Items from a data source
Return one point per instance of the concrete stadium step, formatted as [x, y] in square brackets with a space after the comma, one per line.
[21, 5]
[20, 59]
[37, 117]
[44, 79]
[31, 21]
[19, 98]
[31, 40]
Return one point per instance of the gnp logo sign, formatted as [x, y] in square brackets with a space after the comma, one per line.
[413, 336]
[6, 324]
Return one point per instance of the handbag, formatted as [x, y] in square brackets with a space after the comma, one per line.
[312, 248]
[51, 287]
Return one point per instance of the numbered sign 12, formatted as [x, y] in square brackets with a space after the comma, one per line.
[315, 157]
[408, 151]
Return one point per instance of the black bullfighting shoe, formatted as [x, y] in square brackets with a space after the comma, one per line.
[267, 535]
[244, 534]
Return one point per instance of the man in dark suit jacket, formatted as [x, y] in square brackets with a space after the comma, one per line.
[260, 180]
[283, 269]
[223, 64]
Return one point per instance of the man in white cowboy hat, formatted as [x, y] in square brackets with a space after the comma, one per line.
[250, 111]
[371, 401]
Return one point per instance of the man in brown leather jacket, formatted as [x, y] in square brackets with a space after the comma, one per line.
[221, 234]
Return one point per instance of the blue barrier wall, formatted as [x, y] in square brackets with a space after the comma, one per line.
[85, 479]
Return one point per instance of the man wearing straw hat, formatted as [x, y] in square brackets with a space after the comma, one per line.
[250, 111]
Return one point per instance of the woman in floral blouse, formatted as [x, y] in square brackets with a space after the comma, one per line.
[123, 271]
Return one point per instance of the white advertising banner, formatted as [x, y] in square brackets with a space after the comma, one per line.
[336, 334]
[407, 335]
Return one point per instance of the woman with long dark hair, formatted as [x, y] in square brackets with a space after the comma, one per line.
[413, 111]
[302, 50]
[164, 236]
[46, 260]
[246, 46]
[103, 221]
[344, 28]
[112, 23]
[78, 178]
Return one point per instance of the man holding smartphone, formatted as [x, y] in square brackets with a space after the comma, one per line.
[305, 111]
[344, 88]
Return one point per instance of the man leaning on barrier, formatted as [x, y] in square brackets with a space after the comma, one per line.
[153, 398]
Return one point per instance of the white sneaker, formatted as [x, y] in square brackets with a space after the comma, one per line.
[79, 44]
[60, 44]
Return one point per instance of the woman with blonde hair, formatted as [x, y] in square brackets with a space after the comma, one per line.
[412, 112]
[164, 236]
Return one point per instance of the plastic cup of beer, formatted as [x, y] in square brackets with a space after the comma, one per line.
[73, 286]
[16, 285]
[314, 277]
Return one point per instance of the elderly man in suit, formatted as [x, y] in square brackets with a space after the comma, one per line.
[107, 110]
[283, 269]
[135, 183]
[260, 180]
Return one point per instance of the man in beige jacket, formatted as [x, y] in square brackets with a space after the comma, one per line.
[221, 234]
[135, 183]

==

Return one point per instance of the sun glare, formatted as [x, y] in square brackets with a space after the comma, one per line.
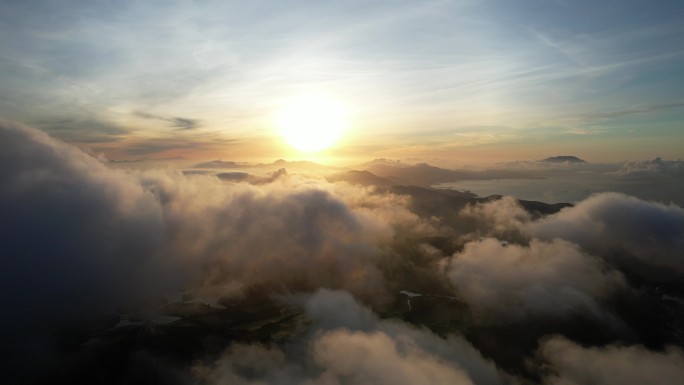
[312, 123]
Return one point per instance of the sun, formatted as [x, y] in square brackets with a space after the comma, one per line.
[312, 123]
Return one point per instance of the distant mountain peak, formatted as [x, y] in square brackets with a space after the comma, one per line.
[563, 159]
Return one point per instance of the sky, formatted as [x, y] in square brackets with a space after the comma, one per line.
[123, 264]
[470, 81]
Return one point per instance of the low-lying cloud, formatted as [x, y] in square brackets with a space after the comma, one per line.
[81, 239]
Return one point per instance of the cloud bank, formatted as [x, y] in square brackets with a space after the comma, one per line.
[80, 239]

> **AIM**
Which lines in the items above contain the word "cloud"? Extract each of them in full.

> **WRITTEN RESPONSE**
Return one point per instance of the low-lying cloud, formatted as [x, y] in square brackets with a space after the comma, one per line.
Return one point per instance of the cloud bank, formatted as [x, y] in square brackets with a space after the comma, one per line.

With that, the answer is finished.